INPUT DATA |
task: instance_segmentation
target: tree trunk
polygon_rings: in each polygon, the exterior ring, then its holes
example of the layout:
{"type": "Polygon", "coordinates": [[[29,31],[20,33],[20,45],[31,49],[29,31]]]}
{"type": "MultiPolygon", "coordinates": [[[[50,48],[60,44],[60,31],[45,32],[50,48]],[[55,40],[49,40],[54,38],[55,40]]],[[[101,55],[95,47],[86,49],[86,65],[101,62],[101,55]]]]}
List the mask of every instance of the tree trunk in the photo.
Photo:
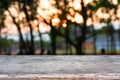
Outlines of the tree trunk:
{"type": "Polygon", "coordinates": [[[12,14],[8,10],[8,8],[6,8],[6,10],[9,12],[10,16],[12,17],[12,20],[13,20],[14,24],[16,25],[16,27],[18,29],[18,32],[19,32],[19,37],[20,37],[20,47],[19,47],[20,48],[20,52],[19,52],[19,54],[20,55],[28,54],[26,43],[25,43],[25,41],[23,39],[23,36],[22,36],[21,28],[20,28],[19,24],[15,21],[15,18],[12,16],[12,14]]]}
{"type": "Polygon", "coordinates": [[[51,25],[51,46],[52,46],[51,55],[56,55],[56,33],[55,28],[52,25],[51,25]]]}
{"type": "Polygon", "coordinates": [[[39,38],[40,38],[40,48],[41,48],[41,53],[40,53],[40,55],[43,55],[43,54],[44,54],[43,38],[42,38],[42,34],[41,34],[41,32],[40,32],[40,29],[39,29],[39,25],[37,26],[37,28],[38,28],[39,38]]]}
{"type": "Polygon", "coordinates": [[[29,28],[30,28],[30,36],[31,36],[31,45],[30,45],[30,49],[29,49],[29,54],[28,55],[34,55],[34,51],[35,51],[35,47],[34,47],[34,36],[33,36],[33,29],[32,29],[32,26],[30,24],[30,19],[29,19],[29,15],[27,13],[27,9],[26,9],[26,2],[24,1],[24,4],[23,4],[23,10],[24,10],[24,13],[26,15],[26,19],[27,19],[27,22],[28,22],[28,25],[29,25],[29,28]]]}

DIRECTIONS FOR THIS TASK | Could you rewrite all the records above with "tree trunk" swapped for "tree stump" and nothing else altered? Omit the pictures.

EXERCISE SOLUTION |
task: instance_segmentation
target: tree stump
polygon_rings: in each polygon, the exterior ring, then its holes
example of the layout:
{"type": "Polygon", "coordinates": [[[29,31],[20,33],[20,45],[31,49],[29,31]]]}
{"type": "MultiPolygon", "coordinates": [[[[50,48],[60,44],[60,31],[45,32],[50,48]],[[55,40],[49,40],[54,38],[55,40]]],[[[101,55],[95,47],[86,49],[86,65],[101,62],[101,55]]]]}
List the mask of every instance of the tree stump in the photo.
Photo:
Outlines of the tree stump:
{"type": "Polygon", "coordinates": [[[12,14],[8,10],[8,8],[6,8],[6,10],[9,12],[10,16],[12,17],[12,20],[13,20],[14,24],[16,25],[16,27],[18,29],[18,32],[19,32],[19,37],[20,37],[20,47],[19,47],[20,48],[20,52],[19,52],[19,54],[20,55],[28,54],[26,43],[25,43],[25,41],[23,39],[23,36],[22,36],[21,28],[20,28],[19,24],[15,21],[15,18],[12,16],[12,14]]]}
{"type": "Polygon", "coordinates": [[[51,25],[51,46],[52,46],[51,55],[56,55],[56,33],[55,28],[52,25],[51,25]]]}
{"type": "Polygon", "coordinates": [[[39,38],[40,38],[40,48],[41,48],[41,53],[40,53],[40,55],[43,55],[43,54],[44,54],[43,38],[42,38],[42,34],[41,34],[41,32],[40,32],[40,29],[39,29],[39,25],[37,26],[37,28],[38,28],[39,38]]]}
{"type": "Polygon", "coordinates": [[[29,28],[30,28],[30,36],[31,36],[31,45],[30,45],[30,49],[29,49],[29,54],[28,55],[34,55],[34,51],[35,51],[35,47],[34,47],[34,36],[33,36],[33,29],[32,29],[32,26],[30,24],[30,19],[29,19],[29,15],[27,13],[27,9],[26,9],[26,2],[24,1],[24,4],[23,4],[23,10],[24,10],[24,13],[26,15],[26,19],[27,19],[27,22],[28,22],[28,25],[29,25],[29,28]]]}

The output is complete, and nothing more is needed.